이름 붙은 대상 가리키기 항목
——

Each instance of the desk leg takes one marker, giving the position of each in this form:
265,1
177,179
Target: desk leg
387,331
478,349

——

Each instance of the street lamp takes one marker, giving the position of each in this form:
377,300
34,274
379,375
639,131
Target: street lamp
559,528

——

과제 안내 :: 위 자료에서 "marker"라는 단어가 들어 있는 줄을 모두 뽑아 주세요.

예상 답안 ::
Each instance of the desk leg takes one marker, giving the position of each in this form:
Each instance of the street lamp takes one marker, giving the position of each in this form:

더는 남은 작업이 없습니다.